__How to complete this task__: Below are some records. Print exactly the lines between the one holding "box: [899, 83, 1142, 107]" and the one holding "positive clicks: (945, 105)", inclusive, and nothing else.

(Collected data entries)
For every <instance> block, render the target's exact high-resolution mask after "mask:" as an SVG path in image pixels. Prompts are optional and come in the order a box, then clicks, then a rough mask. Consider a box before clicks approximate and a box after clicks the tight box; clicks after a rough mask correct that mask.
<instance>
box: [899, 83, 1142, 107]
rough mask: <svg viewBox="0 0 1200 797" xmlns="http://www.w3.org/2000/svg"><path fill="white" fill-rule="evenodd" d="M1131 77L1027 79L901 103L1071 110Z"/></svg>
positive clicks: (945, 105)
==
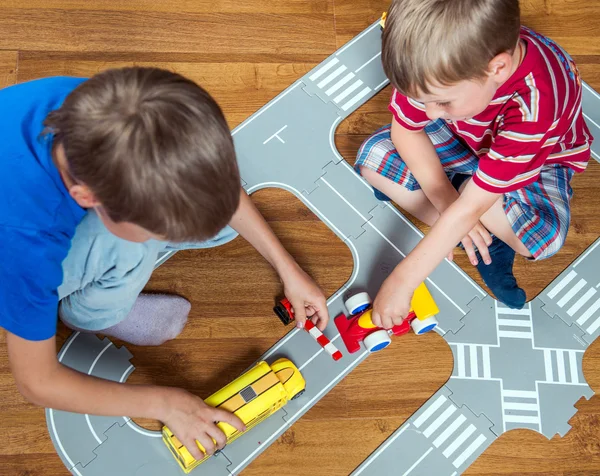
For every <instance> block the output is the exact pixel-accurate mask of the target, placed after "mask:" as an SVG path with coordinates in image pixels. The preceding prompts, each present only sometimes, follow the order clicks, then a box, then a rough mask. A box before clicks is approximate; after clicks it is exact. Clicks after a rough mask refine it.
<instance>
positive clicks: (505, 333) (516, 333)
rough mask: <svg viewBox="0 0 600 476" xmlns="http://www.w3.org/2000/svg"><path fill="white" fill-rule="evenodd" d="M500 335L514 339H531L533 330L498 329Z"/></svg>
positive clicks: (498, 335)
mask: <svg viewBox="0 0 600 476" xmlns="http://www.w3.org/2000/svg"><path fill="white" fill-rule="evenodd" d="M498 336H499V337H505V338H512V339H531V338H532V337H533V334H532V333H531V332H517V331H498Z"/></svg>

__Output for this task__:
box: [899, 83, 1142, 107]
rough mask: <svg viewBox="0 0 1200 797" xmlns="http://www.w3.org/2000/svg"><path fill="white" fill-rule="evenodd" d="M1131 77L1027 79L901 103L1071 110Z"/></svg>
positive clicks: (945, 105)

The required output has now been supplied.